### [TO DO]
For each statement, answer yes or no according to the column on Gov. Mike Dunleavy, and quote the words from the column that decide it: 1. The Legislature passed the bill requiring the administration to stop hiding information by a narrow margin. 2. Senate President Gary Stevens and House Speaker Bryce Edgmon signed a May 27 letter. 3. Crum says his department is required to format the data for the Legislature.

### [PASSAGE PROVIDED]

▼

Dean Dunleavy may put legislators on double secret probation
Gov. Mike Dunleavy, trying to cement his legacy as Alaska’s Worst Governor, is demanding that the Legislature stop asking what deals his administration has made with the oil companies on tax disputes.
There has been a severe decline in the amount of tax and royalty settlements collected by the state. Many legislators fear that the governor has caved to the oil companies. Revenue Commissioner Adam Crum has released an indecipherable set of numbers about what happened.
By a wide margin the Legislature approved a bipartisan bill requiring that the administration stop trying to hide information. This means presenting it in an intelligible fashion.
In a May 27 letter, Senate President Gary Stevens and House Speaker Bryce Edgmon said Crum’s department has been stonewalling efforts to understand the tax questions with “ongoing obstructions” that must not become the new normal.
They said “obfuscating tactics that until recently were unprecedented” need to be halted.
Dunleavy sees this as a despicable diss.
In a document technically known as a snit fit, Dunleavy stopped just short of putting legislators on double secret probation or threatening to tell their parents.
A temper tantrum aimed at the “honorable members” of the Alaska Legislature is a sure sign that something is hidden in the house of Dunleavy.
“Why is he going to such lengths to hide information from the people of Alaska? That is the real question that needs to be answered here and I hope that we’re able to get to the bottom of this, because this is potentially hundreds of millions of dollars that we have lost,” the Alaska Beacon quoted Wielechowski as saying.
Dunleavy acts as if Wielechowski is the Bluto Blutarsky of the Legislature.
“But if the unfounded insinuations and accusations continue,” warns Dean Dunleavy, “I must make it clear: I will not tolerate efforts to politicize the routine functions of government or to weaponize the process for headlines.”
Former governors routinely supplied information on tax and royalty settlements to the Legislature, but Dunleavy claims the Division of Legislative Audit should be able to figure out what the files say without putting demands on Crum.
This Dunleavy letter appears to be an incompetent effort to shield Crum, who dreams of being Gov. Crum.
Compare the tone and substance to this letter by the legislative leaders.
Crum claims the Legislature has the right to the raw data, but the department is not required to format the data or translate the numbers.
This makes the data useless and hides the actions of the state. Hundreds of millions or billions are involved.
Dunleavy’s legacy as Alaska’s Worst Governor looks more solid by the day.
SEN. LISA MURKOWSKI should add an entire new chapter to her autobiography to explain why she sold her vote Saturday on the giant GOP tax scam and the Alaska kickbacks inserted in secret to buy her off. As so often in the past, Murkowski caved, allowing the GOP tax scam to move forward for debate in the Senate.
There is a $40,000 increase in tax exemptions for whaling captains, a new tax exemption for fishermen in western Alaska, an Alaska exemption for work requirements for those on food assistance and more. “And several provisions have been added that would funnel federal dollars to Alaskan health care providers,” the New York Times reported.

▲

### [INFORMATION SHOWN]
▼

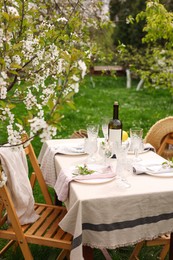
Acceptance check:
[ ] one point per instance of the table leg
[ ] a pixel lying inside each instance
(88, 253)
(171, 247)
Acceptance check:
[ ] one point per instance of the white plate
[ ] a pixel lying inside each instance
(144, 151)
(163, 175)
(96, 181)
(68, 153)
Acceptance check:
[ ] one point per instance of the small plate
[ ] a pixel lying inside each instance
(96, 181)
(144, 151)
(68, 153)
(163, 175)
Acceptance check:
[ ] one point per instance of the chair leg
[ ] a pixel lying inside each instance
(64, 253)
(7, 246)
(164, 252)
(136, 250)
(106, 254)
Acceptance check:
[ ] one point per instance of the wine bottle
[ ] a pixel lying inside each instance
(115, 129)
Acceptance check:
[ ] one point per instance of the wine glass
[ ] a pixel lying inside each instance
(105, 123)
(106, 151)
(123, 166)
(136, 141)
(91, 142)
(92, 131)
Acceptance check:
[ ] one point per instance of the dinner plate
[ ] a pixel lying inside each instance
(144, 151)
(96, 181)
(73, 153)
(163, 175)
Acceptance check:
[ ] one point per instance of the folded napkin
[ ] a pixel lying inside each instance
(150, 168)
(47, 161)
(67, 175)
(14, 164)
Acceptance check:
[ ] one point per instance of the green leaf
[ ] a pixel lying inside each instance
(6, 16)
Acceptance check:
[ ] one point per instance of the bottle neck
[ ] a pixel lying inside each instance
(115, 111)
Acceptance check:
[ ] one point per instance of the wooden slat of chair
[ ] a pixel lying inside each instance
(37, 174)
(45, 231)
(168, 139)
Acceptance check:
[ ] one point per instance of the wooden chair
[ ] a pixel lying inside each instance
(164, 147)
(163, 240)
(45, 231)
(160, 135)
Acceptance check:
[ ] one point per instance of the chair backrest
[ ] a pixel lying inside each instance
(164, 148)
(160, 136)
(37, 174)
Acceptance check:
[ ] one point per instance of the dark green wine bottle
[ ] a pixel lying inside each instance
(115, 128)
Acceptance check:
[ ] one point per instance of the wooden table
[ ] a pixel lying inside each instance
(102, 215)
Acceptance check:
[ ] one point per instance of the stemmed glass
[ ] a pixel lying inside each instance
(91, 142)
(123, 167)
(136, 141)
(105, 123)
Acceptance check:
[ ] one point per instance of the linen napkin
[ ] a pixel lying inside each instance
(67, 175)
(47, 161)
(150, 168)
(15, 167)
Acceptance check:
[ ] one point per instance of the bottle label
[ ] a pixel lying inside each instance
(114, 137)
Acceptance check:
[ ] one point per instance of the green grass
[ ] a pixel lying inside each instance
(136, 108)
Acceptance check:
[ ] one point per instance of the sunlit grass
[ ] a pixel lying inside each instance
(136, 108)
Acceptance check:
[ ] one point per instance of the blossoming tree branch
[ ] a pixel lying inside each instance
(45, 50)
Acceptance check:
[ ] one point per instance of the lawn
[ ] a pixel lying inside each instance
(95, 101)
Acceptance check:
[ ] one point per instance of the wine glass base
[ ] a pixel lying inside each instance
(123, 184)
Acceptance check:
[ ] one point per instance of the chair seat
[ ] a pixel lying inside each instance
(45, 231)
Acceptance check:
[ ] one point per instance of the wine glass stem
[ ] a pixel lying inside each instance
(136, 153)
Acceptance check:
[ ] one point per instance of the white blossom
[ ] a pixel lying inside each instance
(82, 67)
(3, 90)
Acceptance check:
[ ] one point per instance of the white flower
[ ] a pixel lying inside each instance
(3, 90)
(4, 74)
(17, 59)
(82, 67)
(75, 87)
(75, 78)
(13, 11)
(62, 19)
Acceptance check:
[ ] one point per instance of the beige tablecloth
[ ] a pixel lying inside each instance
(103, 215)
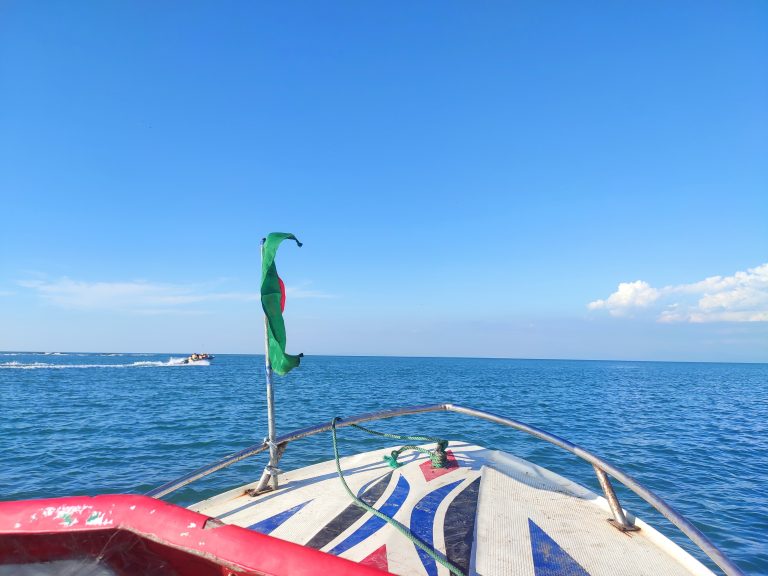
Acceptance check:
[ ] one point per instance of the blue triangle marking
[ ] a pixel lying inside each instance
(549, 559)
(267, 525)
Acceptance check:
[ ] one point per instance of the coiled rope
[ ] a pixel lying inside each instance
(392, 460)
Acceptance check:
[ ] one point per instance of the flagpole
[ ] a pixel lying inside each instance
(271, 470)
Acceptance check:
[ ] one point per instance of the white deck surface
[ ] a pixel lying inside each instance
(493, 513)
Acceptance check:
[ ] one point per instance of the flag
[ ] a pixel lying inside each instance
(273, 303)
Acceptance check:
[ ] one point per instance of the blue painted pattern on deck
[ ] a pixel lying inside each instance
(549, 559)
(423, 521)
(267, 525)
(373, 524)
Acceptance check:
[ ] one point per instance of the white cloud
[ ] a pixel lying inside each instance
(742, 297)
(138, 296)
(638, 294)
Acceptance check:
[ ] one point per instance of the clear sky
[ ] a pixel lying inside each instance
(504, 179)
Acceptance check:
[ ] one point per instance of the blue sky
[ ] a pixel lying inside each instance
(526, 180)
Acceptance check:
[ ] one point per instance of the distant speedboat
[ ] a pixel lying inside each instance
(193, 358)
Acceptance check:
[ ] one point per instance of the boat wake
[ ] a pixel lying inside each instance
(15, 365)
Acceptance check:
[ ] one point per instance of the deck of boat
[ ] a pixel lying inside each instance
(488, 513)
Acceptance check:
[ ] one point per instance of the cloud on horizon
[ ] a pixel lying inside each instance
(140, 296)
(742, 297)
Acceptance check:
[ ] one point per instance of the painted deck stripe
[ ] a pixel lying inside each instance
(267, 525)
(423, 520)
(549, 559)
(349, 515)
(459, 526)
(374, 523)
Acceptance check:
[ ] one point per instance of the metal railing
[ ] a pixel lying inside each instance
(602, 469)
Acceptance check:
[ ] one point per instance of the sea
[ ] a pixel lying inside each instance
(696, 434)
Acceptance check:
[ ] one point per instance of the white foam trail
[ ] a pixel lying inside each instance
(15, 365)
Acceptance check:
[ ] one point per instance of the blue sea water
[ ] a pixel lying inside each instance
(694, 433)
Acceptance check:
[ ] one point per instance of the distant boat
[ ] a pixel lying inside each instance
(193, 358)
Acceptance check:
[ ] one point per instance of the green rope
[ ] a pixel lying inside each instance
(437, 456)
(394, 523)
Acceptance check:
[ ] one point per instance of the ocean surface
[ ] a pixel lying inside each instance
(694, 433)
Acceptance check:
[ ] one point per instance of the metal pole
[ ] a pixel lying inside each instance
(619, 518)
(271, 470)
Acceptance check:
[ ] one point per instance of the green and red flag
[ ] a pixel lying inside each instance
(273, 303)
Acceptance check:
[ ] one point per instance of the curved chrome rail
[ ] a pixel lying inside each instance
(601, 467)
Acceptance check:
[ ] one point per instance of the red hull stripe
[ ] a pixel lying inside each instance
(61, 528)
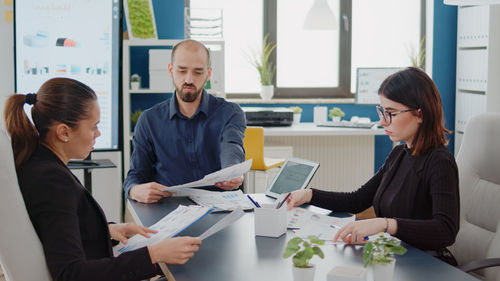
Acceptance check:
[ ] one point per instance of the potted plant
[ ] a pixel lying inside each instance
(336, 113)
(297, 112)
(266, 68)
(303, 250)
(135, 81)
(380, 254)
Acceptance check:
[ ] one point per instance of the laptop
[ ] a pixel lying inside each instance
(295, 174)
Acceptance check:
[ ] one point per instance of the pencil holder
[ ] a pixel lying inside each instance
(269, 221)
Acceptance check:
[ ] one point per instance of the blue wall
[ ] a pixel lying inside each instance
(444, 61)
(170, 25)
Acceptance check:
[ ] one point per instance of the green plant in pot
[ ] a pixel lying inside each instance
(380, 254)
(265, 67)
(303, 251)
(336, 113)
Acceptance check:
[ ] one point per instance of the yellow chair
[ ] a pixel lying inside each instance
(254, 149)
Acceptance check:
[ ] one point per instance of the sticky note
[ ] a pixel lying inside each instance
(9, 16)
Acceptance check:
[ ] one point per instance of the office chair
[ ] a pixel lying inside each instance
(477, 246)
(21, 253)
(254, 149)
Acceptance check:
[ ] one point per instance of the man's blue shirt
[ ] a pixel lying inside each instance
(171, 149)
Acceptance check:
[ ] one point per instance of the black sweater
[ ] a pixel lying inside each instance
(72, 227)
(420, 192)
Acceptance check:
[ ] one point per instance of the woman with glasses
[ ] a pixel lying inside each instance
(415, 193)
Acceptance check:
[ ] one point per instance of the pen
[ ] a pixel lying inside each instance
(254, 202)
(281, 203)
(338, 227)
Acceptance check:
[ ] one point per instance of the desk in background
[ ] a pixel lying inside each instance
(236, 254)
(346, 155)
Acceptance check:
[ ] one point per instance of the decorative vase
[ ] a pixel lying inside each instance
(296, 118)
(303, 273)
(266, 92)
(383, 271)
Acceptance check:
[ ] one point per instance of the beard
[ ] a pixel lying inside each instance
(188, 95)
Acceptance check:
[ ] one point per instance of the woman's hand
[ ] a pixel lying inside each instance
(356, 231)
(299, 197)
(176, 250)
(122, 231)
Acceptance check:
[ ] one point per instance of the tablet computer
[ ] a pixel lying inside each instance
(295, 174)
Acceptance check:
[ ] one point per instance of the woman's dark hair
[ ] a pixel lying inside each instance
(61, 100)
(415, 89)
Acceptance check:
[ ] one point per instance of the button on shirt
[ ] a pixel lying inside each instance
(170, 148)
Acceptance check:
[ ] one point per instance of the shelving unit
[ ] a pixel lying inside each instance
(216, 48)
(478, 65)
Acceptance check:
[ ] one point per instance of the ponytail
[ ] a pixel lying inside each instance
(24, 135)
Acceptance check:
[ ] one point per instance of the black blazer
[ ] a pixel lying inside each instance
(423, 197)
(72, 226)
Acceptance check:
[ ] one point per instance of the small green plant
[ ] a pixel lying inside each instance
(382, 250)
(296, 109)
(265, 68)
(418, 58)
(336, 112)
(303, 250)
(141, 19)
(135, 116)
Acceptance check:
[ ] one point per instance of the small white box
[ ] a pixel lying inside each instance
(320, 115)
(269, 221)
(346, 273)
(159, 59)
(161, 80)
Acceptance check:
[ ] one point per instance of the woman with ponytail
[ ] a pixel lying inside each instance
(76, 238)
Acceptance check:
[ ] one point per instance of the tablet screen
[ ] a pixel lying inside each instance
(294, 175)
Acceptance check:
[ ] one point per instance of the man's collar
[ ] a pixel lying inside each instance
(174, 106)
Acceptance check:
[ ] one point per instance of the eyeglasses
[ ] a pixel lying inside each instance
(387, 116)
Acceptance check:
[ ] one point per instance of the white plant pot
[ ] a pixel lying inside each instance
(336, 119)
(296, 118)
(266, 92)
(135, 85)
(383, 271)
(303, 273)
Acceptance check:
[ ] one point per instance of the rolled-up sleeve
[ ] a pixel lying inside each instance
(232, 151)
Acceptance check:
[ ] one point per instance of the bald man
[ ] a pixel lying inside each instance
(187, 136)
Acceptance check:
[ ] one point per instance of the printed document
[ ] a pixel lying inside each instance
(225, 174)
(223, 223)
(169, 226)
(219, 201)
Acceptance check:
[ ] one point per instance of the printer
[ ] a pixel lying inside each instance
(268, 116)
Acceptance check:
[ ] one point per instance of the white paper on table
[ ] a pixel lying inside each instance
(169, 226)
(298, 217)
(219, 201)
(225, 174)
(223, 223)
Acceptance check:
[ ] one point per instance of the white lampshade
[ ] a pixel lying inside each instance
(320, 17)
(471, 2)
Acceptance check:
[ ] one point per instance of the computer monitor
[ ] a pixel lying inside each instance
(369, 81)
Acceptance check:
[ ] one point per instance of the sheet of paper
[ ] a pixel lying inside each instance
(169, 226)
(225, 174)
(219, 201)
(223, 223)
(298, 217)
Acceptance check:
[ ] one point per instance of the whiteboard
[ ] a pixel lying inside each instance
(369, 80)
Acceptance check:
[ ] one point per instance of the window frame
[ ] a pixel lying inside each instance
(345, 23)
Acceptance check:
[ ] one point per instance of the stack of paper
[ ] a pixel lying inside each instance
(219, 201)
(169, 226)
(225, 174)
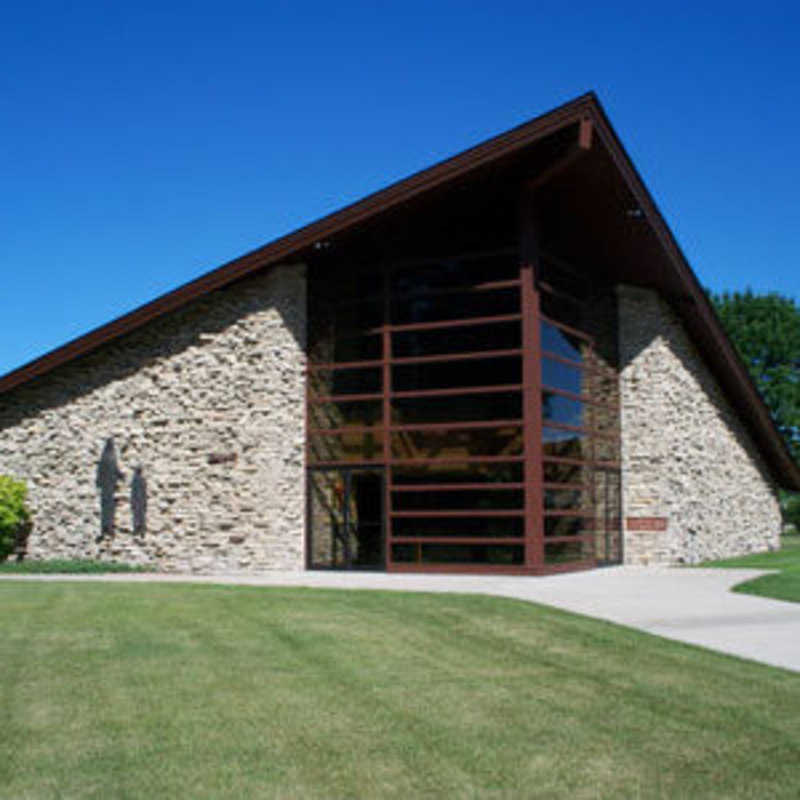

▲

### [SOLVED EXERCISE]
1. No: "By a wide margin the Legislature approved a bipartisan bill requiring that the administration stop trying to hide information."
2. Yes: "In a May 27 letter, Senate President Gary Stevens and House Speaker Bryce Edgmon said"
3. No: "the department is not required to format the data or translate the numbers."